WHAT THIS EXERCISE ASKS
1/ In the account of the insurance claim for wrist surgery, what reason did the TPA give for turning down the cashless request?
2/ Continue the account of the insurance claim for wrist surgery from where it stops.

BEGIN READING PASSAGE

A few days ago a colleague mentioned to me that his wife has developed a painful swelling on the underside of her wrist. Knowing that I have worked in hospitals in Delhi, he wanted me to guide him to the right doctor.
An MRI was duly done and the problem was identified as a cavernous haemangioma. Cavernous hemangiomas are wild, jumbled growths of blood vessels fed by numerous tributary arteries. They are probably all present at birth, but start to enlarge rapidly after delivery.
My colleague fixed an appointment with Dr. Atul Peters a laparoscopic and general surgeon at Max Healthcare in New Delhi. Dr. Peters recommended surgical removal of the growth indicating that the patient will need to stay in the hospital overnight.
My colleague, like all of us, is covered by an insurance policy provided by our employer and sourced through a nationalised health insurance company. We submitted our pre authorisation for a cashless service to the third party administrator (TPA), expecting a quick approval.
That is exactly where the trouble began. The TPA turned down the request citing a clause in our policy, which excludes ‘congenital’ diseases. We were quite befuddled as we thought ‘congenital’ meant ‘from birth’. The patient in question is a 25 year old lady, a mother and a wife and this problem was not more than 3 weeks old. At this stage I decided to accompany my colleague to Max Hospital and meet Dr. Peters and check with him. We discovered that these haemangiomas can be congenital in origin, but in this particular case, it seemed unlikely. We got Dr. Peters to write this down and sent the document for reconsideration to the insurance company. We also used the services of a company, which acts as a go between the corporates and TPA’s to sort out issues like these. Sure enough the TPA agreed to do a cashless transaction and my colleague’s wife is now scheduled for surgery next week.

END READING PASSAGE
BEGIN STUDY MATERIAL

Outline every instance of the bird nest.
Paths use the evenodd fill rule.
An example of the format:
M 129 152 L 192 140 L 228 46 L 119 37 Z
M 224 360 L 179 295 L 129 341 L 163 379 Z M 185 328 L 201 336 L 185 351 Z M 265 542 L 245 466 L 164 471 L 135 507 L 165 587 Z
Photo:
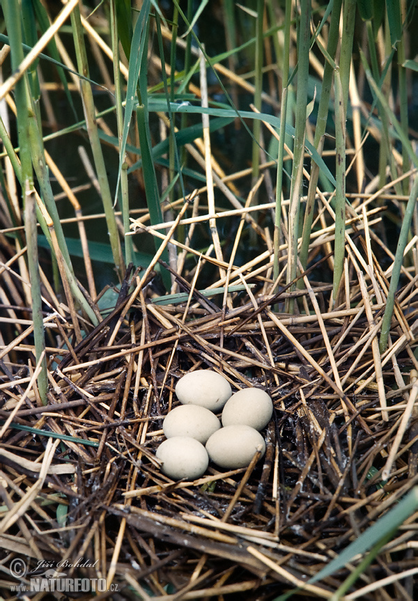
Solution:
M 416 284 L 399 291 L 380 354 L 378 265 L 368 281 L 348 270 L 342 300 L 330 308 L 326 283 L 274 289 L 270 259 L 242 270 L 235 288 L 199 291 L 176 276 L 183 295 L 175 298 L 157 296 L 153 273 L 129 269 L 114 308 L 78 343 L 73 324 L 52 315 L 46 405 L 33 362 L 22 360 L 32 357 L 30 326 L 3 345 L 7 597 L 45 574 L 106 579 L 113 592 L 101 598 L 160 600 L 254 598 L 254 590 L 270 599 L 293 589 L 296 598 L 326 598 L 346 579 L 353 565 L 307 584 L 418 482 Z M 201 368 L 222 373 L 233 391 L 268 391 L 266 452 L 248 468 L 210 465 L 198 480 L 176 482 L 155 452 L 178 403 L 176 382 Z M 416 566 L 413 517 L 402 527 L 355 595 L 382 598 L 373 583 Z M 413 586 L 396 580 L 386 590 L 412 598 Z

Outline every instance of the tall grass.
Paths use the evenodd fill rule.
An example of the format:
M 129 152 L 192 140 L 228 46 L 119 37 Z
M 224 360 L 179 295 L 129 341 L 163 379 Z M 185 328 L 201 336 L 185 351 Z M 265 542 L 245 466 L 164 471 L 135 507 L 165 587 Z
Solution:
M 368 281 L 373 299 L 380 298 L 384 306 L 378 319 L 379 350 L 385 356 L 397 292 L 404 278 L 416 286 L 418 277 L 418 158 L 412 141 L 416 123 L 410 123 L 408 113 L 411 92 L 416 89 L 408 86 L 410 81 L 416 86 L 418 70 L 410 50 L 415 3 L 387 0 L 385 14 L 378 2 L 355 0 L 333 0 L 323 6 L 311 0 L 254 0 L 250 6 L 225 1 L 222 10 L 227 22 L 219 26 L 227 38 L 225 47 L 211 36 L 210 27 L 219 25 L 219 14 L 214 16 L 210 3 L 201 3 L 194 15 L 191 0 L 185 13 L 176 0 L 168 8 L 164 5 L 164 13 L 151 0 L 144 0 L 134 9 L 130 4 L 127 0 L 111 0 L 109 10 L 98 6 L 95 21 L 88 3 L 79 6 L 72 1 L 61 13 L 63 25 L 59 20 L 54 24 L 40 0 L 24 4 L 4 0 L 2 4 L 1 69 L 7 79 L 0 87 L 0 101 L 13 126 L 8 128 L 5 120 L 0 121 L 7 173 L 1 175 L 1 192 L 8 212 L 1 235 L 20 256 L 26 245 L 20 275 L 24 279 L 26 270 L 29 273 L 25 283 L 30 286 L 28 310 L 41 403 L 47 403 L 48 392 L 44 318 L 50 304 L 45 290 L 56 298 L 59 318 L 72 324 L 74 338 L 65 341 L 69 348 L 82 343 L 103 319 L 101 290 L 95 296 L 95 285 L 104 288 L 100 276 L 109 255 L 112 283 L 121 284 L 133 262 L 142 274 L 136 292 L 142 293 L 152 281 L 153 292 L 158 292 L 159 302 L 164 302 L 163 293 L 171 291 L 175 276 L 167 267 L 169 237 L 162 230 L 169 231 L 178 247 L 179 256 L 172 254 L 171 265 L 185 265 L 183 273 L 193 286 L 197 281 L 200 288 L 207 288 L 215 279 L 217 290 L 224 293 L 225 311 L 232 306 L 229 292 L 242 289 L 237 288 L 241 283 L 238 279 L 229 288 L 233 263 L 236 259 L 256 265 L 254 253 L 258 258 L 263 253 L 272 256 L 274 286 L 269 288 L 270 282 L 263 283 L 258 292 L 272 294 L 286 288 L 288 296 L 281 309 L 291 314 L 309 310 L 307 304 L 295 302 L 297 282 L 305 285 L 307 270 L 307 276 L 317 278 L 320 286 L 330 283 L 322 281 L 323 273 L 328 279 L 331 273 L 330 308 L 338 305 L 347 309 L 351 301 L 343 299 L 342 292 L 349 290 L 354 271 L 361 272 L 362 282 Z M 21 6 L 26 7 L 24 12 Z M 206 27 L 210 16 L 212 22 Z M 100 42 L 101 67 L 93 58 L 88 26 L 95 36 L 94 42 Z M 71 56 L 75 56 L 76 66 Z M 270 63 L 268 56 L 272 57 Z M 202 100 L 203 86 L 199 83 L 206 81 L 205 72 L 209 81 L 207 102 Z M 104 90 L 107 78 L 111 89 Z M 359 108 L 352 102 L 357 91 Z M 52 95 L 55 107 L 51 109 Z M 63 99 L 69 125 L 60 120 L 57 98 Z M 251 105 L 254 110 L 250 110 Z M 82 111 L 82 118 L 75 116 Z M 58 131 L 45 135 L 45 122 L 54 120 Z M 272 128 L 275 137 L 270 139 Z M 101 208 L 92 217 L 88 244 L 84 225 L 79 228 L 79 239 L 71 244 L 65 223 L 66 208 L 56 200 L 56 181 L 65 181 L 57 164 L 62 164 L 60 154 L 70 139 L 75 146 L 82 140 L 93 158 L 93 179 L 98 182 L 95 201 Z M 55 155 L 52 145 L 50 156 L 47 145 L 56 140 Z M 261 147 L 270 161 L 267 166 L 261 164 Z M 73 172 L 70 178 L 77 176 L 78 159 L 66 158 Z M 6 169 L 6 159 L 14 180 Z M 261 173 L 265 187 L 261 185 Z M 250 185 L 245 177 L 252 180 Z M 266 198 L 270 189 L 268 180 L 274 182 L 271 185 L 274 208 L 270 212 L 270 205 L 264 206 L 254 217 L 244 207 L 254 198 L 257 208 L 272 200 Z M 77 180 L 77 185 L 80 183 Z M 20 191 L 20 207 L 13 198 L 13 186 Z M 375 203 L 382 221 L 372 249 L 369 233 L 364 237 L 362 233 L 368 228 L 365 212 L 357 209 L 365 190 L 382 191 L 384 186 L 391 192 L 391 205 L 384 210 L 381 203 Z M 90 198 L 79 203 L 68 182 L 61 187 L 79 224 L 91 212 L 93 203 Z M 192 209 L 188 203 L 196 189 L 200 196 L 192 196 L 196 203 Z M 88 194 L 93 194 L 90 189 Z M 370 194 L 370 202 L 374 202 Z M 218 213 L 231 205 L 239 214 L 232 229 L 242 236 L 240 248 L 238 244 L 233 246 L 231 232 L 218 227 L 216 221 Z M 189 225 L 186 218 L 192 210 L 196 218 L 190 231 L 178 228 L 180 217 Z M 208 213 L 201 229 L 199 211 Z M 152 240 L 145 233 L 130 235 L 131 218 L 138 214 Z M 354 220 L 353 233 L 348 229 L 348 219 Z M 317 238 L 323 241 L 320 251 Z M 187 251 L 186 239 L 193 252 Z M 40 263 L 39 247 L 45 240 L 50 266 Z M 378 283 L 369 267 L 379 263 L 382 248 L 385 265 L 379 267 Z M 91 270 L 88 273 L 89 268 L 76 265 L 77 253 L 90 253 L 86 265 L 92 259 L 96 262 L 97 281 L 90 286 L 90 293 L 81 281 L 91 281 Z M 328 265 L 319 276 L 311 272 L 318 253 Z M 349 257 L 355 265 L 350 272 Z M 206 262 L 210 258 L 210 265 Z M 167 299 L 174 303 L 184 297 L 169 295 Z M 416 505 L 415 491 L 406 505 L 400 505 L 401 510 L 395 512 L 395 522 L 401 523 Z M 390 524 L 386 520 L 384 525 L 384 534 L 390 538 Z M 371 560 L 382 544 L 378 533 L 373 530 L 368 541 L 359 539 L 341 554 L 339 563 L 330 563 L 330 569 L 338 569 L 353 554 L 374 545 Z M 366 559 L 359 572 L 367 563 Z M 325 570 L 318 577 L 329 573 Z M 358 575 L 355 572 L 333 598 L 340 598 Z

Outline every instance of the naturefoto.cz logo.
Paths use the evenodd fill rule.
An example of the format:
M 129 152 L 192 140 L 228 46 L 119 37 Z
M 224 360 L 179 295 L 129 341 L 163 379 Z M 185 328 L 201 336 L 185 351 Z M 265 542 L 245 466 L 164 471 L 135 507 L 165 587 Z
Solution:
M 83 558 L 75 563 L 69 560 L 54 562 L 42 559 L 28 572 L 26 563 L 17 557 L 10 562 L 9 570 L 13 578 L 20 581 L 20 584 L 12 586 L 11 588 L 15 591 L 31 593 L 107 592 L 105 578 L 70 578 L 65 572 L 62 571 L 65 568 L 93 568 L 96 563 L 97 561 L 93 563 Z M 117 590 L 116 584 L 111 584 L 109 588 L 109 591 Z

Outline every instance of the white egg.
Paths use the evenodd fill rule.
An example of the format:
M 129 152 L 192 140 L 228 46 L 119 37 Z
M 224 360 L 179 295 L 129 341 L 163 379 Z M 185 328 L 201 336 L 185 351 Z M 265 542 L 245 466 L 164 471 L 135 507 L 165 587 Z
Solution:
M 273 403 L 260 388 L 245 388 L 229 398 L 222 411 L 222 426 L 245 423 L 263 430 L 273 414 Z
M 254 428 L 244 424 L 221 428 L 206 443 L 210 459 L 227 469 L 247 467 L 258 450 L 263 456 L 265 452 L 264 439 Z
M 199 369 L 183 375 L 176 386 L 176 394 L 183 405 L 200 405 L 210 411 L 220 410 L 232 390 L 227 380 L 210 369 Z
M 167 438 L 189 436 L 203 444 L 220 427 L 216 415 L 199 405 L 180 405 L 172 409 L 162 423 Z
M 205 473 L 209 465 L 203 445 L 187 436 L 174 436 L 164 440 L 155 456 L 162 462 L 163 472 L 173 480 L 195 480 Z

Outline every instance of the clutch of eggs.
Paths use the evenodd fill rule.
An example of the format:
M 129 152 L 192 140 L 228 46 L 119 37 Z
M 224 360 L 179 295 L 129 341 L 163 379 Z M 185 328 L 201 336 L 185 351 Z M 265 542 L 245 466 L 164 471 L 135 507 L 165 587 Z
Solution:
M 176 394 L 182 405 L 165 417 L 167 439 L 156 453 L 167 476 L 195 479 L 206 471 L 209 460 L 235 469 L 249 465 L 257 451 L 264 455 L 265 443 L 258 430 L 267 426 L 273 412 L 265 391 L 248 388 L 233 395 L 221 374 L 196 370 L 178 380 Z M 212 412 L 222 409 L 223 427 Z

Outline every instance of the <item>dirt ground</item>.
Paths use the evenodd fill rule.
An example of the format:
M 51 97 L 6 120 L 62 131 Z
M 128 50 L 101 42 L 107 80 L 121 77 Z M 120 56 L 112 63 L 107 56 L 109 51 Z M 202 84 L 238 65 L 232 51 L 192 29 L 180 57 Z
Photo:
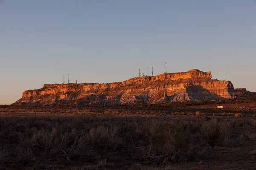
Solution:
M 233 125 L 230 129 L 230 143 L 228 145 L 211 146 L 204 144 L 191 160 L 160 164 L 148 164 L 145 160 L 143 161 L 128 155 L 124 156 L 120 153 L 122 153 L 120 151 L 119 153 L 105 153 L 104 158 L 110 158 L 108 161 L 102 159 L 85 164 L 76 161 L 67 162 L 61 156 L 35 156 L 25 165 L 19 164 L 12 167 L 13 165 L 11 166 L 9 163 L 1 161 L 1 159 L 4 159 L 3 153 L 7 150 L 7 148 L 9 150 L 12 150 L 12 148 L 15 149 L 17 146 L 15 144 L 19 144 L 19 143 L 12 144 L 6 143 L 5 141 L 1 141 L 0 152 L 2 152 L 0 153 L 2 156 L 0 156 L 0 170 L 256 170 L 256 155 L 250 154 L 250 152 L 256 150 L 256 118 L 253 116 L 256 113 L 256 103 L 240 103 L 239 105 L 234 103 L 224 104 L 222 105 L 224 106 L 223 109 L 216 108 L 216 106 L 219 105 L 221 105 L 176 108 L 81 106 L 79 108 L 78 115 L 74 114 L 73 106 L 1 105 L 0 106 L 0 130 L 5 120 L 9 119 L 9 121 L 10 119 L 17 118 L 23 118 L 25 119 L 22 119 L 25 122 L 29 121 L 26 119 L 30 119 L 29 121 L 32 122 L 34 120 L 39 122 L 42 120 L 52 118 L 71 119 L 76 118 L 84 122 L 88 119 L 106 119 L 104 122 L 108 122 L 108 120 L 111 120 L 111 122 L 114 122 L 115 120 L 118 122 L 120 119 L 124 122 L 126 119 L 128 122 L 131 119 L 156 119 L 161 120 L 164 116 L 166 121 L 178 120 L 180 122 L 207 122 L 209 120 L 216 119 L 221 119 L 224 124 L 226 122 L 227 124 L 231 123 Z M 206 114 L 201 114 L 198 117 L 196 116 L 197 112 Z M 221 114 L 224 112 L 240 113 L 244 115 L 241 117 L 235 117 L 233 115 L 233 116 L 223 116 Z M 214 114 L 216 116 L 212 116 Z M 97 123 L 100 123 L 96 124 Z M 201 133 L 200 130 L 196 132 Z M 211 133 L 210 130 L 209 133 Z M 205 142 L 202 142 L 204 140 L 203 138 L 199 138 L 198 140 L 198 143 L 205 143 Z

END STUDY MATERIAL

EXPECTED OUTPUTS
1/ It cited a clause in the policy that excludes "congenital" diseases.

2/
This is what bothered me in all this.
I was quite amazed at the alacrity with which the TPA declined cashless service, and how we had to fight this out to get what one would assume was our due. How can a TPA doctor sitting in his office decide, whether the problem is congenital or not? Why did he not bother to check with the surgeon, who has access to all medical reports as well as the benefit of examining the patient?
The moment somebody with the knowledge of the industry started intervening, the TPA found a quick solution and agreed to do a cashless transaction. How is it that a problem, which the TPA previously thought was congenital in nature suddenly resolve itself into something, which has developed over last couple of weeks only and was payable by the insurance company.
The simple answer to this question is that the TPA is obliged to keep the ‘claim ratio’ (Claims Paid/Premium Collected) low, so that the insurance company makes a profit. It is least bothered about the customer and the trouble he has to undergo, in getting his due. If somebody challenges the TPA, they are quick to go back on their earlier stance. It is pretty much like saying that let us first try and browbeat the customer and if he pushes right back, we will pay.
This callous system needs to change.